Consignes »
Dans l'extrait source consacré à One Health, relevez tout ce que la dernière phrase présente comme étant « aussi discutés ».

Extrait source »
----------

One Health, la prise en compte des liens entre santé des humains et santé des animaux a gagné du terrain. Ce courant porté par les vétérinaires et médecins est en voie de formalisation et d’institutionnalisation depuis plus de vingt ans. Nous l’abordons en partant de son intérêt privilégié sur les zoonoses et la notion d’émergence et en considérant l’émergence comme l’adaptation d’un pathogène d’un environnement à un autre, mais aussi comme le produit d’un contexte historique, souvent colonial, qui a permis cette adaptation. La manière dont se sont imposés les scénarios de preparedness, la biosécurisation et les dispositifs de surveillance sont aussi discutés.

----------

Entrées fournies »
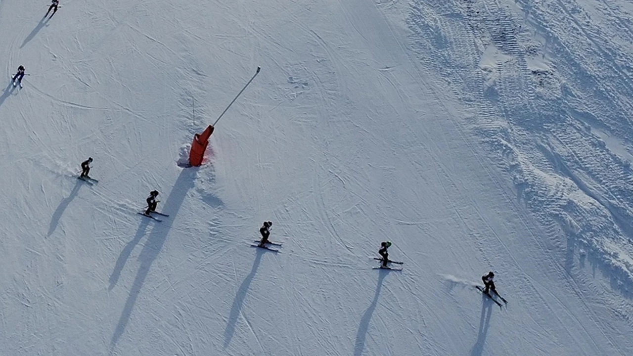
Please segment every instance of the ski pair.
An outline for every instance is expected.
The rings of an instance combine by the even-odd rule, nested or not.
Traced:
[[[11,77],[11,80],[13,80],[13,87],[15,88],[16,86],[15,75]],[[20,80],[19,83],[20,83],[20,89],[22,89],[22,81]]]
[[[494,298],[493,298],[492,295],[490,294],[490,292],[484,292],[484,288],[481,286],[475,286],[475,288],[477,288],[477,289],[479,289],[479,291],[480,291],[481,293],[482,293],[485,294],[486,295],[487,295],[488,296],[488,298],[489,298],[491,299],[491,300],[492,300],[492,302],[495,302],[497,304],[497,305],[499,305],[499,308],[501,308],[501,307],[503,307],[503,305],[501,305],[501,302],[499,302],[498,300],[497,300],[496,299],[495,299]],[[498,293],[496,292],[496,291],[495,291],[494,293],[495,293],[495,295],[496,295],[497,296],[498,296],[501,300],[503,301],[503,303],[505,303],[506,304],[508,304],[508,301],[506,300],[505,299],[504,299],[503,296],[499,295],[499,293]]]
[[[259,243],[260,240],[254,240],[254,242]],[[268,241],[266,243],[267,245],[272,245],[272,246],[281,246],[280,243],[277,243],[277,242]],[[279,250],[277,250],[276,248],[272,248],[268,247],[268,246],[266,246],[266,245],[264,245],[263,246],[261,246],[261,245],[260,245],[259,243],[258,243],[257,245],[251,245],[251,246],[252,247],[259,247],[260,248],[264,248],[265,250],[268,250],[268,251],[272,251],[273,252],[279,252]]]
[[[384,260],[383,258],[378,258],[378,257],[374,257],[373,259],[374,260],[377,260],[378,261],[380,261],[381,264],[382,263],[383,261],[384,261]],[[403,264],[403,262],[399,262],[398,261],[392,261],[391,260],[388,260],[387,261],[387,262],[389,263],[389,264],[398,264],[398,265]],[[382,265],[380,265],[380,267],[373,267],[373,269],[389,269],[389,270],[402,270],[402,267],[395,268],[395,267],[390,267],[389,266],[384,266]]]
[[[161,215],[161,216],[169,216],[169,214],[163,214],[163,213],[158,212],[150,212],[150,213],[154,213],[155,214],[158,214],[158,215]],[[152,215],[150,215],[146,214],[145,213],[142,213],[141,212],[139,212],[138,214],[141,215],[143,215],[145,217],[149,217],[151,219],[155,220],[158,221],[158,222],[161,222],[163,221],[162,220],[161,220],[161,219],[160,219],[158,218],[153,217]]]
[[[253,240],[253,242],[259,243],[260,240]],[[281,246],[281,244],[279,243],[278,243],[278,242],[268,241],[268,242],[267,242],[266,243],[267,243],[268,245],[272,245],[273,246]]]
[[[380,261],[380,262],[382,262],[382,260],[383,260],[382,258],[379,258],[378,257],[374,257],[373,259],[374,260],[378,260],[379,261]],[[389,262],[389,263],[390,263],[390,264],[399,264],[399,265],[401,265],[403,263],[403,262],[398,262],[397,261],[392,261],[391,260],[389,260],[387,262]]]
[[[266,246],[265,245],[264,246],[260,246],[259,245],[251,245],[251,247],[259,247],[260,248],[263,248],[265,250],[268,250],[268,251],[272,251],[273,252],[279,252],[279,250],[276,248],[272,248],[270,247]]]
[[[99,181],[97,181],[96,179],[93,179],[92,178],[86,178],[85,177],[83,177],[83,178],[81,177],[77,177],[77,179],[79,179],[80,181],[84,181],[84,182],[85,182],[86,183],[88,183],[91,186],[94,186],[95,184],[95,183],[98,183],[99,182]]]
[[[389,270],[402,270],[402,268],[394,268],[383,265],[377,267],[373,267],[372,269],[388,269]]]

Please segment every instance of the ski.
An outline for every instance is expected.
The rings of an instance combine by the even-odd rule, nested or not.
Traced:
[[[378,260],[379,261],[382,261],[382,258],[379,258],[378,257],[374,257],[373,259],[374,260]],[[396,262],[396,261],[392,261],[391,260],[389,260],[389,261],[387,261],[387,262],[389,262],[389,263],[390,263],[390,264],[398,264],[399,265],[401,265],[401,264],[403,264],[404,263],[404,262]]]
[[[480,291],[481,293],[482,293],[484,295],[488,296],[488,298],[489,298],[490,300],[492,300],[492,302],[495,302],[497,304],[497,305],[499,305],[499,308],[501,308],[503,307],[503,305],[501,305],[501,303],[499,303],[499,301],[497,300],[496,299],[494,299],[494,298],[492,298],[492,296],[489,293],[484,293],[484,288],[481,288],[480,286],[475,286],[475,288],[477,289],[479,289],[479,291]]]
[[[273,252],[279,252],[279,250],[275,250],[274,248],[270,248],[270,247],[267,247],[266,246],[260,246],[258,245],[251,245],[251,246],[252,247],[259,247],[260,248],[263,248],[265,250],[268,250],[268,251],[272,251]]]
[[[380,266],[373,267],[372,269],[388,269],[389,270],[402,270],[401,268],[393,268],[390,267]]]
[[[256,242],[256,243],[260,243],[260,240],[253,240],[253,242]],[[278,242],[272,242],[272,241],[268,241],[268,242],[267,242],[267,243],[268,243],[268,244],[270,244],[270,245],[273,245],[273,246],[281,246],[281,244],[280,244],[280,243],[278,243]]]
[[[146,215],[144,213],[137,213],[139,214],[139,215],[143,215],[145,217],[149,217],[149,219],[155,220],[158,221],[158,222],[160,222],[163,221],[162,220],[161,220],[160,219],[156,219],[156,218],[155,218],[155,217],[153,217],[151,215]]]
[[[163,213],[161,213],[160,212],[149,212],[152,213],[154,213],[154,214],[158,214],[158,215],[161,215],[161,216],[169,216],[169,214],[163,214]]]
[[[94,183],[91,182],[90,181],[87,181],[87,180],[82,178],[81,177],[77,177],[77,179],[79,179],[80,181],[84,181],[84,182],[85,182],[86,183],[88,183],[91,186],[94,186]]]
[[[508,301],[506,300],[503,296],[499,295],[499,293],[497,293],[497,291],[494,291],[494,294],[496,294],[497,295],[497,296],[499,297],[499,299],[501,299],[501,300],[503,300],[503,303],[505,303],[506,304],[508,304]]]

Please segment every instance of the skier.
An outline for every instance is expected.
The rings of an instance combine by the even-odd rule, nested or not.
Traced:
[[[264,245],[268,242],[268,236],[270,236],[270,227],[273,226],[272,221],[265,221],[264,224],[260,228],[260,233],[261,234],[261,241],[260,241],[260,247],[263,247]]]
[[[484,293],[488,294],[489,290],[492,290],[494,292],[494,294],[499,295],[497,293],[497,289],[494,288],[494,273],[492,271],[490,271],[487,274],[484,274],[481,277],[481,280],[484,281]]]
[[[18,67],[18,72],[11,77],[13,80],[13,86],[15,86],[16,82],[20,84],[20,87],[22,87],[22,78],[24,77],[24,66],[21,65]]]
[[[147,199],[147,210],[145,211],[145,215],[149,216],[149,213],[156,211],[156,205],[158,204],[158,201],[156,200],[157,196],[158,196],[158,191],[149,192],[149,196]]]
[[[59,0],[52,0],[51,1],[51,6],[49,6],[48,11],[46,11],[46,15],[44,15],[44,16],[46,17],[46,15],[48,15],[48,13],[51,12],[51,10],[53,10],[53,13],[51,14],[51,17],[53,17],[53,15],[55,15],[55,13],[57,12],[57,6],[59,4],[60,4]],[[50,19],[51,17],[49,17],[49,18]]]
[[[92,158],[88,157],[88,159],[81,163],[81,175],[79,176],[80,178],[83,179],[84,177],[90,179],[90,176],[88,175],[88,172],[90,172],[90,166],[88,165],[92,162]]]
[[[387,249],[391,246],[391,241],[382,241],[380,243],[380,249],[378,250],[378,253],[382,257],[382,267],[387,267],[387,262],[389,262],[389,253],[387,251]]]

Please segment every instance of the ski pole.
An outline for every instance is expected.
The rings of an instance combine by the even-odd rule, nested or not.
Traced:
[[[229,106],[227,106],[227,108],[226,108],[226,109],[224,109],[224,111],[222,111],[222,113],[220,114],[220,116],[219,116],[219,117],[218,117],[217,120],[215,120],[215,122],[214,122],[214,123],[213,123],[213,126],[214,127],[215,127],[215,124],[217,124],[218,121],[220,121],[220,118],[221,118],[222,117],[222,116],[223,116],[223,115],[224,115],[224,113],[227,112],[227,110],[229,110],[229,108],[230,108],[230,107],[231,107],[231,105],[233,105],[233,103],[235,102],[235,100],[237,100],[237,98],[238,98],[238,97],[239,97],[239,96],[240,96],[240,95],[241,95],[241,94],[242,94],[242,92],[243,92],[243,91],[244,91],[244,90],[246,90],[246,87],[248,87],[248,85],[251,84],[251,82],[252,82],[252,81],[253,81],[253,80],[255,79],[255,76],[256,76],[256,75],[258,75],[258,73],[260,73],[260,70],[261,69],[261,67],[257,67],[257,71],[256,71],[256,72],[255,72],[255,73],[253,75],[253,77],[252,77],[252,78],[251,78],[251,80],[249,80],[248,83],[246,83],[246,86],[244,86],[244,87],[243,87],[243,88],[242,88],[242,90],[241,90],[241,91],[240,91],[240,92],[237,93],[237,95],[236,95],[236,96],[235,96],[235,97],[234,98],[233,98],[233,101],[231,101],[231,103],[230,103],[230,104],[229,104]]]

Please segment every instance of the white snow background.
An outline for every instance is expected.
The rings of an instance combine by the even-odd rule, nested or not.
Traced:
[[[0,0],[0,355],[633,354],[633,3],[48,5]]]

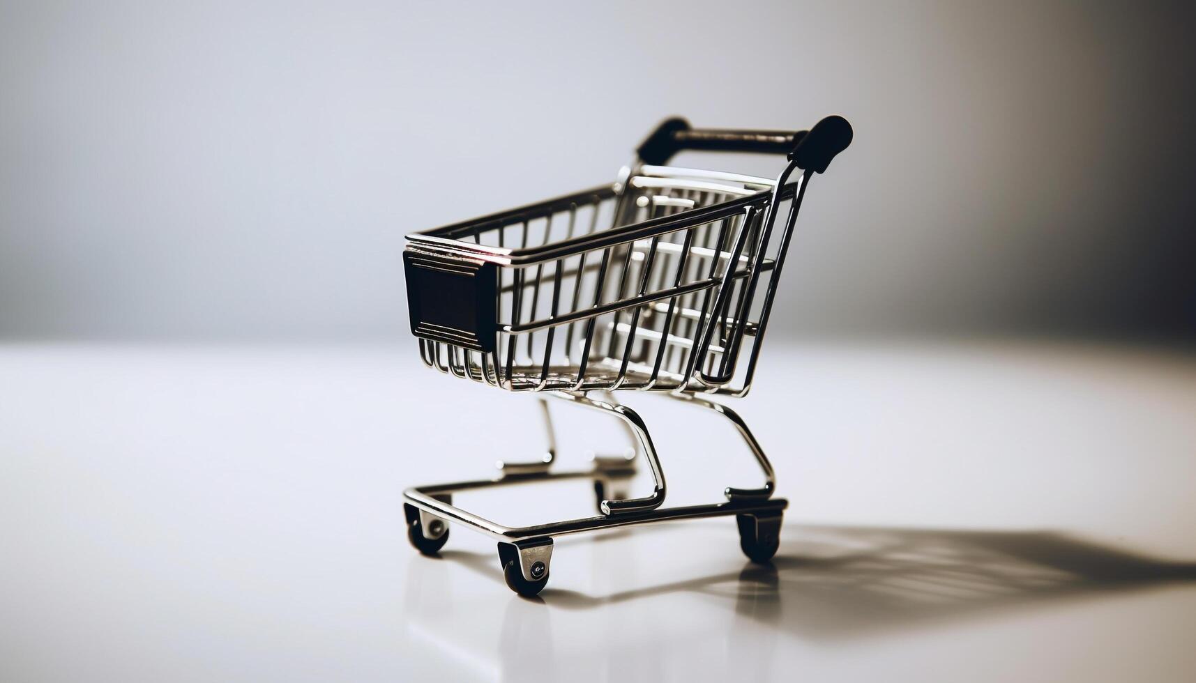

----------

Zone de réponse »
- les scénarios de preparedness
- la biosécurisation
- les dispositifs de surveillance